(Annotation data for object locations)
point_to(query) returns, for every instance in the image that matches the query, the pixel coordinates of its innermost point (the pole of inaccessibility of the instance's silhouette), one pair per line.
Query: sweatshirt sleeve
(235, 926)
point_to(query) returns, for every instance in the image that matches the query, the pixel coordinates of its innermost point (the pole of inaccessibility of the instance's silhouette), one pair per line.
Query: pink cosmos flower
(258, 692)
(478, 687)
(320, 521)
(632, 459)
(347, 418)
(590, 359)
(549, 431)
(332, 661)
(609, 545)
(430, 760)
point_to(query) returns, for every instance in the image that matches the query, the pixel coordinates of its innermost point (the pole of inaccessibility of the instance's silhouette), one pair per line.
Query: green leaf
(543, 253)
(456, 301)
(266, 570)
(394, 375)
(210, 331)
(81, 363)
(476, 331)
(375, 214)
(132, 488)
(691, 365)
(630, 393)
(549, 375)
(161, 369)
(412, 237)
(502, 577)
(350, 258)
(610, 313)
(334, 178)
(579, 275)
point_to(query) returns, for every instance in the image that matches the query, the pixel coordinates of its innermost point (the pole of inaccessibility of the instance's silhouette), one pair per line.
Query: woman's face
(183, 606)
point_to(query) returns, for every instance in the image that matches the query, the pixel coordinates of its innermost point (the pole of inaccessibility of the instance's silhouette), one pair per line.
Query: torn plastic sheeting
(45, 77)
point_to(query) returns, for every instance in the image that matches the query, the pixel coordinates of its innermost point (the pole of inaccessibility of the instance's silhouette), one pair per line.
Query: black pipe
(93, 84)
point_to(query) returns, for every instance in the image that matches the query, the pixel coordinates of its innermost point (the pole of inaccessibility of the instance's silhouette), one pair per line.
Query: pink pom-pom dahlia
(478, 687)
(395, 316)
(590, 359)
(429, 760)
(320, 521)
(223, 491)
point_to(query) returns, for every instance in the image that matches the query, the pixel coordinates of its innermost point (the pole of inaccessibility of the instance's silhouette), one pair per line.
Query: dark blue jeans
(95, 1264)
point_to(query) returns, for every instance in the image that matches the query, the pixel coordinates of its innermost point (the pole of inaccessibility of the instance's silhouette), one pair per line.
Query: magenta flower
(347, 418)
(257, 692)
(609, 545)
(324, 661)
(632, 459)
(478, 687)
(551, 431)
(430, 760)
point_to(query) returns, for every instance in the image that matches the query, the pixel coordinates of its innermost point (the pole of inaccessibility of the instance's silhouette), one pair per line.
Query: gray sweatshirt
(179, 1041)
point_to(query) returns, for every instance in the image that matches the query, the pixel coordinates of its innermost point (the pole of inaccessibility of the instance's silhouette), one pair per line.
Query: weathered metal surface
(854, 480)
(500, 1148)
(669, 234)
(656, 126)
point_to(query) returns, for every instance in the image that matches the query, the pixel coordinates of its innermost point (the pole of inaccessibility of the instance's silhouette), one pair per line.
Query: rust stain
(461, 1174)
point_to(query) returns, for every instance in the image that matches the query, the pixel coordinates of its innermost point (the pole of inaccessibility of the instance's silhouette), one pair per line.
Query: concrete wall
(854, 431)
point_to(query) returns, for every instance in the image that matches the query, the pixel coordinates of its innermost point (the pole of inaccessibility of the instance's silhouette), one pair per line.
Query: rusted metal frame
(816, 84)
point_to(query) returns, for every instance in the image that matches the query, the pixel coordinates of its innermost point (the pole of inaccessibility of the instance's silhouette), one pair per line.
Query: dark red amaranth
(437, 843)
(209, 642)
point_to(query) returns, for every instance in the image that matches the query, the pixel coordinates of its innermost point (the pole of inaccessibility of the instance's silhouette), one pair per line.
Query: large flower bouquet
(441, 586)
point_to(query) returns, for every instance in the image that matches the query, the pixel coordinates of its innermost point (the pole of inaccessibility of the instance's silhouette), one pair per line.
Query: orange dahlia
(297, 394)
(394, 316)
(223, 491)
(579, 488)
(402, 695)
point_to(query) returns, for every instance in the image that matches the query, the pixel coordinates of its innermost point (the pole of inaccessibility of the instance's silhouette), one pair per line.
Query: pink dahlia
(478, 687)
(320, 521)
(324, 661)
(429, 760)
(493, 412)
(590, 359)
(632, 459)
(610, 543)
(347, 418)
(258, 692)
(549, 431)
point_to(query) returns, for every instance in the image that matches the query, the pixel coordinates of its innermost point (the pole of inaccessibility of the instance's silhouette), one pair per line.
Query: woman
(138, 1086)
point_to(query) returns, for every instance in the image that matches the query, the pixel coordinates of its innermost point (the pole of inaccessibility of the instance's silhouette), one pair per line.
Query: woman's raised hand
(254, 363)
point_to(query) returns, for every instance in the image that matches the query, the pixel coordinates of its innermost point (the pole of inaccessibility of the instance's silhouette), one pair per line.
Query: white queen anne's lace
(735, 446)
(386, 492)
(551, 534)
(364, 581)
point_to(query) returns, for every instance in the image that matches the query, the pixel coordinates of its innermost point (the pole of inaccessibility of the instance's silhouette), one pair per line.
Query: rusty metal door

TASK: Locate every line in the records above that contains the string "flower", treating uppercase and lowercase as distinct, and copy each of those lines.

RESULT BELOW:
Query: pink cosmos flower
Query: magenta flower
Query: large flower bouquet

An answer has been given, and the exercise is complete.